▶ _The tasks_
[a] In the lateral thinking thread, what bargain did the moneylender propose to the farmer?
[b] Repeat the lateral thinking thread word for word, everything from "What would you" down to "right wasn't me.".
═══ Page extract
# Lateral Thinking Test



## David Baxter PhD (Oct 25, 2008)

Take the Lateral Thinking Test that only one person has solved so far!
OnlineCounseling.org



> Many years ago in a small Indian village, a farmer had the misfortune of owing a large sum of money to a female village moneylender. The female Moneylender, who was old, fat and ugly, fancied the farmer's handsome son, Cliff.
> 
> So she proposed a bargain. She said she would forego the farmer's debt if she could marry his son. Both the farmer and his son were horrified by the Proposal.
> 
> ...



What would you recommend to the son to do?

To find out what he did, email your solution to OnlineCounseling.org  and you will be emailed the answer, subscribe to their free monthly personal growth _Ezine_ to get the answer in the next issue, or read the answer online next week.

And no, the person who got it right wasn't me.


----------



## Mari (Oct 26, 2008)

H! Since I still cannot view the expert film I decided to send in a solution to the son's dilemma. It refused to send using my email account :hissyfit: so I had to use my son's email account. I hope it goes through. Maybe I should consider taking a computer course. :noidea: Mari


----------



## Into The Light (Oct 26, 2008)

i have some thoughts on this but would that spoil it for everyone if i shared those?


----------



## David Baxter PhD (Oct 26, 2008)

I don't know. It depends on what your thoughts are.


----------



## Into The Light (Oct 26, 2008)

thanks for the help! :lol: i guess i have to just keep them to myself then.. or i could pm people if they want me to


----------



## Meg (Oct 27, 2008)

Ooooh I have an idea!


----------



## Mari (Oct 27, 2008)

H! Meg. Did you PM ITL with your idea? I think her solution is as good or maybe even better than the one given. :dimples: Mari


----------



## Meg (Oct 28, 2008)

No, I didn't pm itl, though perhaps I will 'cause I'd like to hear her thoughts... and there's a solution given?? 

*heads to the webpage*

Edit: ooh I was right!!  My idea was the first answer given.


----------



## xenopath (Oct 29, 2008)

Given that he's in a field full of pebbles, couldn't he find an opportunity to grab a white one, palm it, and pretend to have drawn it from the bag? It's not like the woman could protest, since that would expose her trick.


----------



## amastie (Nov 4, 2008)

Since we're sharing some ideas,
would it be contrary to the rules for the boy to invite the old woman to pick the first pebble and that he would accept whichever one was left??  Or would that not be the same as "choosing" one himself?
That's as far as I could get 
amastie


----------



## David Baxter PhD (Nov 4, 2008)
══════
═══ Supplied data
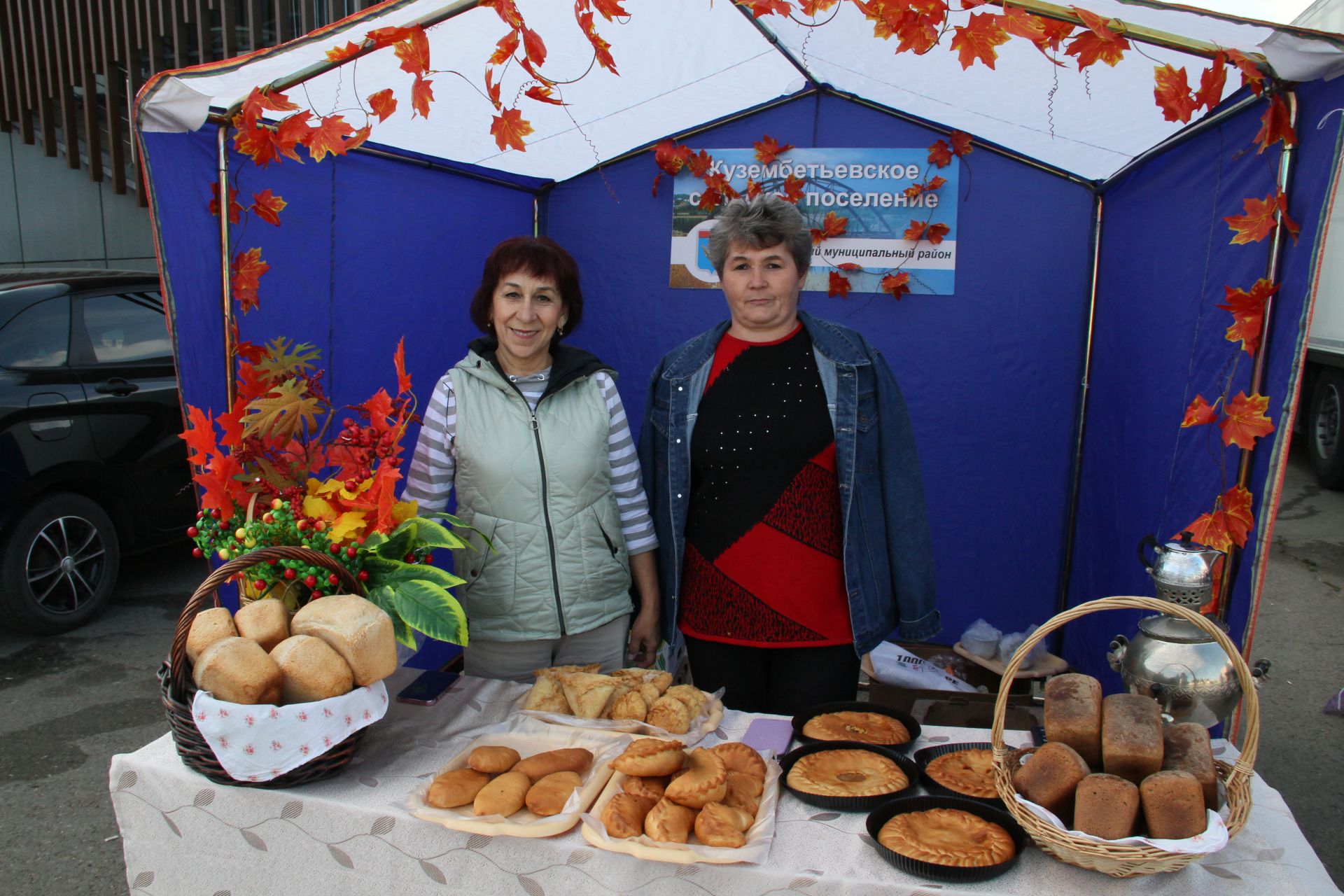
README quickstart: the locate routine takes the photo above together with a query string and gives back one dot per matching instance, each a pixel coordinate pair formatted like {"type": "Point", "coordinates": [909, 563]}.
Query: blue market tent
══════
▶ _Complete answers_
[a] She would forego the farmer's debt if she could marry his son.

[b]
What would you recommend to the son to do?

To find out what he did, email your solution to OnlineCounseling.org  and you will be emailed the answer, subscribe to their free monthly personal growth _Ezine_ to get the answer in the next issue, or read the answer online next week.

And no, the person who got it right wasn't me.